** BEGIN Excerpt to read **

There is nothing in the record indicating the land is publicly owned. The trial court must have relied upon Wilson and Darvin’s testimony that the area upon which the argument occurred is a common area used by tenants and invitees to conclude the State negated the "on his land” exception. In Wilson, however, the first district labeled areas of apartment buildings as public for the purpose of negating the "abode” exception. Wilson, 29 Ill. App. 3d at 1036, 332 N.E.2d at 9 (and cases cited therein). Nothing on the record justifies the trial court’s apparent conclusion an area of an apartment deemed public for the purpose of negating the "abode” exception should also be deemed publicly owned for the purpose of negating the "on his land” exception.

** END Excerpt to read **
** BEGIN Material provided **

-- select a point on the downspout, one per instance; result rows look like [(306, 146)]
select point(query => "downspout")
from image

** END Material provided **

Written instruction: Can you extend the passage on the "on his land" exception, picking up right after its final sentence? The material has no connection to the passage on the "on his land" exception.

Answer:
Although it is not unreasonable for the State and the trial court to assume defendant did not own the apartment complex, allowing the court to draw an inference from that assumption has the effect of turning the statute’s exception into a defense. This would improperly shift the burden of proof to defendant. Although it is probable defendant did not own the land, we find the evidence is not sufficient to negate that exception, a requisite element of the offense, beyond a reasonable doubt. We disagree with such cases as Navarrete and Proctor insofar as they permit the trier of fact to infer the negation of this element from the absence of evidence on it. We thus reverse defendant’s unlawful use of weapons conviction.

Reversed.

McCULLOUGH and GREEN, JJ., concur.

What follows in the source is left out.